Problem statement ▸
Copy out every one of the rows below word for word, but leave out the pictures.

Records for the exercise ▸
▶

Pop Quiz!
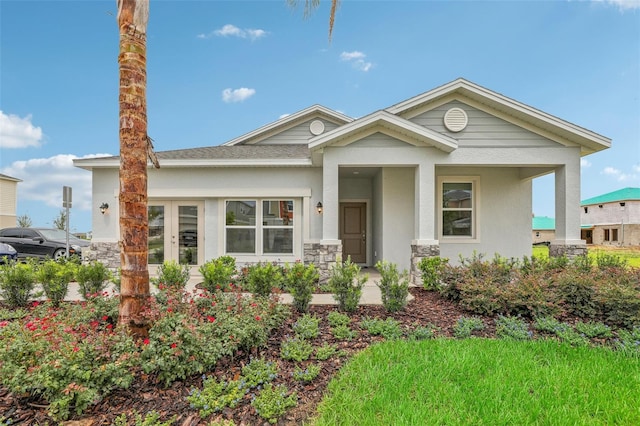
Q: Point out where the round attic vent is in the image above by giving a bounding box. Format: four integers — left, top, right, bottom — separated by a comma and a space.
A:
444, 108, 469, 132
309, 120, 324, 136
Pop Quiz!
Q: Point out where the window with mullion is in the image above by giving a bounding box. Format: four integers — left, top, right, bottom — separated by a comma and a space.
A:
442, 181, 475, 238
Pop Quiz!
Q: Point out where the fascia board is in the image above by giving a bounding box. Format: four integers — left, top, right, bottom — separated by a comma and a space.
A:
386, 78, 611, 154
222, 105, 354, 146
309, 111, 458, 152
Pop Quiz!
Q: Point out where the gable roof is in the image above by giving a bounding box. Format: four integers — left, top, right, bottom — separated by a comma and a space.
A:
309, 111, 458, 152
386, 78, 611, 155
222, 105, 353, 146
580, 188, 640, 206
531, 216, 556, 231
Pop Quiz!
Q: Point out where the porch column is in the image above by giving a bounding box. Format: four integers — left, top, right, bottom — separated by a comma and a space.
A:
316, 148, 342, 283
409, 161, 440, 286
549, 161, 587, 257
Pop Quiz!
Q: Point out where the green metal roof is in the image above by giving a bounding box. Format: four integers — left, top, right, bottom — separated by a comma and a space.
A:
580, 188, 640, 206
531, 216, 556, 231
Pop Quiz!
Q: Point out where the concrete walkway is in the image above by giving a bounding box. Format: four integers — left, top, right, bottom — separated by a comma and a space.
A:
53, 268, 413, 305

◀

Solution to this exercise ▸
Pop Quiz!
Q: Point out where the round attic vent is in the image above by giving a bounding box. Format: four integers — left, top, right, bottom — separated by a comma and a space.
A:
444, 108, 469, 132
309, 120, 324, 136
Pop Quiz!
Q: Point out where the window with mullion is in the image above by giving a bounding box. Format: four integers — left, top, right, bottom — separated by a comma and a space.
A:
442, 181, 475, 238
Pop Quiz!
Q: Point out where the fascia board is in the image above by giving a bounding box. Format: four integers — left, top, right, bottom — separated by a comma and a space.
A:
386, 78, 611, 154
222, 105, 354, 146
309, 111, 458, 152
Pop Quiz!
Q: Point out where the gable roof is in the image above by giving a bounding box. Format: four integers — left, top, right, bottom — separated by a comma and a space.
A:
309, 111, 458, 152
386, 78, 611, 155
222, 105, 353, 146
580, 188, 640, 206
531, 216, 556, 231
Pop Quiz!
Q: Point out where the porch column is in the image above by giving a bounding box. Format: four integers — left, top, right, bottom — separated by a comma and a space.
A:
316, 148, 342, 283
409, 161, 440, 286
549, 161, 587, 257
Pop Quiz!
Q: Point out where the green metal roof is in the image above by giving a bounding box. Format: four integers — left, top, right, bottom — separated by a comma and a space.
A:
580, 188, 640, 206
531, 216, 556, 231
Pop Quiz!
Q: Point out where the concrete walkway is in the image above by giving a bounding box. Format: four integers — left, top, right, bottom — separated by a comma and a space.
A:
53, 268, 413, 305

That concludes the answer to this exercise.